Dataset entries

Segment Open

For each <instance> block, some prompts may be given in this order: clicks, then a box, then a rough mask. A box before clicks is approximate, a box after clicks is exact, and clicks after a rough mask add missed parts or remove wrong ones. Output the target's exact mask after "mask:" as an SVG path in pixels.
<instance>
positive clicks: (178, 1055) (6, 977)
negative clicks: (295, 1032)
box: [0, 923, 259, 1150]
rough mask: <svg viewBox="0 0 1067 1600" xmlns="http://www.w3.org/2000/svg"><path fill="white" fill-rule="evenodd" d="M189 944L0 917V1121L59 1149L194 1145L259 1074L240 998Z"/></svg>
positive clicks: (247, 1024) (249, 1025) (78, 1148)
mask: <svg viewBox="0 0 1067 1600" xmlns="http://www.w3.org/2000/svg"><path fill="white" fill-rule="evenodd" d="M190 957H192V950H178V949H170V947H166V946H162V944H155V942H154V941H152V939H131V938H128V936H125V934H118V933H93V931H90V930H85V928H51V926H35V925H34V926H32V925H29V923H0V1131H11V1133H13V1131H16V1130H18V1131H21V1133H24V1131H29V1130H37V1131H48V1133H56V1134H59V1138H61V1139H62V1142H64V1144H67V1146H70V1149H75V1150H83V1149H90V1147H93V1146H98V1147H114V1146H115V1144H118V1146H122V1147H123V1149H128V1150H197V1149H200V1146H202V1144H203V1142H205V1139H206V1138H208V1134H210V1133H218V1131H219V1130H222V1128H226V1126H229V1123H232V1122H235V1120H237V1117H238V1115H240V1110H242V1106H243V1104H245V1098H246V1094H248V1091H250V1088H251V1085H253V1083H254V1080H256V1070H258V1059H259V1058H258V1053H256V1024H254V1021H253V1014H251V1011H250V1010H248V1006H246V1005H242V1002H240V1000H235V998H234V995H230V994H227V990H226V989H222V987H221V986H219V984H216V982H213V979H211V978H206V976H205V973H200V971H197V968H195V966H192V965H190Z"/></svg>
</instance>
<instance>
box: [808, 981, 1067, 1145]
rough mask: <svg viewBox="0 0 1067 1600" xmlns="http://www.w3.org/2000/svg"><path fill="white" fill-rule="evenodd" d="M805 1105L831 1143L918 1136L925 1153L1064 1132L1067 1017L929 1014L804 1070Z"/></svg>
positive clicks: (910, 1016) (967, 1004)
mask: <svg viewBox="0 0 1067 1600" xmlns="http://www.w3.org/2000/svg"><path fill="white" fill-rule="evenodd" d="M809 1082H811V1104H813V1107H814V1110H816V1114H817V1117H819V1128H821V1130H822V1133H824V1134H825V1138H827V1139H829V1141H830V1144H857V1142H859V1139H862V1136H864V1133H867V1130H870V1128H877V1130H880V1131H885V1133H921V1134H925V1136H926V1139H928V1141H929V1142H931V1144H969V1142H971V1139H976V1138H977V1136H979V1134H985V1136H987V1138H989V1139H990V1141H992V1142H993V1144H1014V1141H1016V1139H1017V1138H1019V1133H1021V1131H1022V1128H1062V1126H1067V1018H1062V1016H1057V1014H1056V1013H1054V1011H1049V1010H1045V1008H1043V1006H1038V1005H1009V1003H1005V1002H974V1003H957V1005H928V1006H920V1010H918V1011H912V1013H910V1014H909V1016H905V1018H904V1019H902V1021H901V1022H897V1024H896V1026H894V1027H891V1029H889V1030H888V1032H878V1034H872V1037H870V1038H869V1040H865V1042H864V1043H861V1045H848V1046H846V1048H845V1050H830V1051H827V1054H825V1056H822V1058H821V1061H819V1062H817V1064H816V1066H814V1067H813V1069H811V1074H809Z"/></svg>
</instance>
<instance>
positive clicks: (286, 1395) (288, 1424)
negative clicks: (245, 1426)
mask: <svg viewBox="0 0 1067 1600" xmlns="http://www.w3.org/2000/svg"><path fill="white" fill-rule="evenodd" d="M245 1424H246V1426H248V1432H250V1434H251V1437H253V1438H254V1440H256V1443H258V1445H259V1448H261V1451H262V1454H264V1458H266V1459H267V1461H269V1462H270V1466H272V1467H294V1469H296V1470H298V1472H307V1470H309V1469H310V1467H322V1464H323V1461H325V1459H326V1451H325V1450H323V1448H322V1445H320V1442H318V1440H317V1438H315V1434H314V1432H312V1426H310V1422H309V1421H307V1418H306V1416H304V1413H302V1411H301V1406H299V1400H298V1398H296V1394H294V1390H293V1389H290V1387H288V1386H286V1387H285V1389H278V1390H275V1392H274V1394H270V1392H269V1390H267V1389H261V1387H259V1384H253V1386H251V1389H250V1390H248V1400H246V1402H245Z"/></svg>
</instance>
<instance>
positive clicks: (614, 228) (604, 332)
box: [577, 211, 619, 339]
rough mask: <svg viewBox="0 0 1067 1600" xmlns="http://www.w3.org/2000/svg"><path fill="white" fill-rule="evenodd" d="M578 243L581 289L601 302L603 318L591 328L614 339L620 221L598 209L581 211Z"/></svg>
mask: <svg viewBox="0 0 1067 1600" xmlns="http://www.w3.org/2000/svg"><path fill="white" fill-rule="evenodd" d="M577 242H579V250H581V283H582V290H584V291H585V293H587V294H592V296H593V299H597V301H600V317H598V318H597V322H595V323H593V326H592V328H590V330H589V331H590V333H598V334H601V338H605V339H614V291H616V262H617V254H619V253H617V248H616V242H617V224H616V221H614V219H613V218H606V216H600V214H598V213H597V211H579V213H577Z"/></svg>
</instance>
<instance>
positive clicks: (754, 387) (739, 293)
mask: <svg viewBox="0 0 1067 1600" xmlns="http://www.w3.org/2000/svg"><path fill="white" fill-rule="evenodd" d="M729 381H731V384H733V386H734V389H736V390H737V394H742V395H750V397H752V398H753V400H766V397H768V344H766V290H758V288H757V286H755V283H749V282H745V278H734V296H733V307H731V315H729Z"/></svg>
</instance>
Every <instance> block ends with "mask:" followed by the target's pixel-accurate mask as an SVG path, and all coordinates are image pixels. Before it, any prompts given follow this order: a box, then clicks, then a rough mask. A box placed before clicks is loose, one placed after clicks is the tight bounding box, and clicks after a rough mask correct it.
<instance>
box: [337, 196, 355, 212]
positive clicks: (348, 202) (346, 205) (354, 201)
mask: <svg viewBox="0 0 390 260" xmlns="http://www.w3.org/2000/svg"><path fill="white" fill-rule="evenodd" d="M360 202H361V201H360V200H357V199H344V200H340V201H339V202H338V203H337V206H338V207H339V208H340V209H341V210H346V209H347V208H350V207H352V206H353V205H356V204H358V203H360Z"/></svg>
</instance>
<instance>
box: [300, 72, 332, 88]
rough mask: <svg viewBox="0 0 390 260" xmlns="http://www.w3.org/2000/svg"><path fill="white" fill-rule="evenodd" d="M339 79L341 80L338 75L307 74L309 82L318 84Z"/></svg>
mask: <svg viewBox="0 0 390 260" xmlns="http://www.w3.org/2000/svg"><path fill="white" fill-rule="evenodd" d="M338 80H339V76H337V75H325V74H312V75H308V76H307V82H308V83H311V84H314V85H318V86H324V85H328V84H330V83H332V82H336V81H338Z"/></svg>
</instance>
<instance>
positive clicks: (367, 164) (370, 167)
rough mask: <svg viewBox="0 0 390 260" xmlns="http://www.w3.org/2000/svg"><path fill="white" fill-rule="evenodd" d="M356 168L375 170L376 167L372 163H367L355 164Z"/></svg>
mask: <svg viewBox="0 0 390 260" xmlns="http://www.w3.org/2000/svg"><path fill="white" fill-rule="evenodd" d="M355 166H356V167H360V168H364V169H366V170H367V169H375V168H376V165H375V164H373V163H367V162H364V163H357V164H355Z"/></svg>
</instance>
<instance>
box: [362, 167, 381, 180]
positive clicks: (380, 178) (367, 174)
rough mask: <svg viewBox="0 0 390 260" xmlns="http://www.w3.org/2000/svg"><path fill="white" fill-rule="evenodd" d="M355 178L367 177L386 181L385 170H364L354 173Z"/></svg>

Segment Closed

Problem statement: Collect every line of the data above that contains the word "negative", counting only matches with the same capitalization.

Task response:
negative clicks: (295, 1032)
negative clicks: (245, 1426)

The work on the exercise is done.